(Recorded data)
»»

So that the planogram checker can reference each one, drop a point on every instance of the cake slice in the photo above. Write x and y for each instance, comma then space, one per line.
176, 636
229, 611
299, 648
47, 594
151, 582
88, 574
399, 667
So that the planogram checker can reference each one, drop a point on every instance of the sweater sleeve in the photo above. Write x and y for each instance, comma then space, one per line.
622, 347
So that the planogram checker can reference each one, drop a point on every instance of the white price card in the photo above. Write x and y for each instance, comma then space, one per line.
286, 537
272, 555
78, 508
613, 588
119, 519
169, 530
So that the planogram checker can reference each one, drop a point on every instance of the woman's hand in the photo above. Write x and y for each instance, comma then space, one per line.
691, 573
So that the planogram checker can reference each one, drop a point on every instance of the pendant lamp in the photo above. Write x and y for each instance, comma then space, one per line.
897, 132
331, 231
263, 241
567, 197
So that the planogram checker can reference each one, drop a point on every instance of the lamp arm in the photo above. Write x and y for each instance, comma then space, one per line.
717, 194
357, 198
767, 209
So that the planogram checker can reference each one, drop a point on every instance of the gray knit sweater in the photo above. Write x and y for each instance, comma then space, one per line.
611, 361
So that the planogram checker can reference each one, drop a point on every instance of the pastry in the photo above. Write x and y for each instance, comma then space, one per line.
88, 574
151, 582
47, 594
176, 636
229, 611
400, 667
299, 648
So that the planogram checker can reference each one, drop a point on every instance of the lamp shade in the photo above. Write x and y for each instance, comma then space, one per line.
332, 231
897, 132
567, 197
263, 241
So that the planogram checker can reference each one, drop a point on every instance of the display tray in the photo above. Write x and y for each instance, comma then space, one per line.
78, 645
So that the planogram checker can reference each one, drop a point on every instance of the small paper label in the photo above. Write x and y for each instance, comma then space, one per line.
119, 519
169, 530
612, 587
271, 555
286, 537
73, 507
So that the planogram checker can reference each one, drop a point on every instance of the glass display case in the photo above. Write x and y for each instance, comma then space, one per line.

««

Prompt:
Beginning at the line that holds "of the pendant", reproduce each line of the records above down to and including the last one.

Problem solution:
So that the planogram checker can reference each one, drop a point on every instance of the pendant lamp in the photo above. Write x and y for each instance, comma then space, one per line.
897, 132
331, 231
263, 241
567, 197
So that the planogram checker can reference each one, drop a point on every instance of the lamp arm in the photo above. Write x and y for each instance, comma then space, one per line.
717, 194
357, 198
767, 209
So that the planogram checker can reference each one, drop a point on every instance of the gray knit sweater in the photo above. Write x and y for each instance, comma then space, one per line.
611, 361
So that the planogram checker can reference each one, drop a point on every instance of the pastry in the photo above. Write x and y for each instance, comma then space, one per line.
88, 574
151, 582
47, 594
176, 636
229, 611
400, 667
299, 648
So that the planogram checker can reference each one, drop a point on every instance of the lamp shade in the photo above. Write x and y for each instance, comma then space, one per line.
332, 231
897, 132
567, 197
263, 241
So that the planogram checker can reference each one, drop a point on every instance of the display tray in the photo above. Write x and y for each instance, comma then space, one per line.
78, 645
So that the planogram checker can reference each one, drop a point on every instance of the small paper label in the photo above. Write x and y for each instance, comma then space, one per line.
119, 519
169, 530
612, 587
271, 555
286, 537
73, 507
So that the planogram checker can reference each one, drop a point on every instance of the glass display case in the photo above. Write x and y for each instance, comma then space, one per line.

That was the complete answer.